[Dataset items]

──────

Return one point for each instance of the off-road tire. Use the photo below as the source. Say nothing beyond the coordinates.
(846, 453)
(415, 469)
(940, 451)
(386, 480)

──────

--- The task ---
Reproduce each record above exactly, keeping every word as it stands.

--- Exercise output ---
Return one point for each instance of the off-road tire. Use the photo below as the source. Say nothing beyond the coordinates.
(846, 453)
(415, 469)
(940, 451)
(386, 480)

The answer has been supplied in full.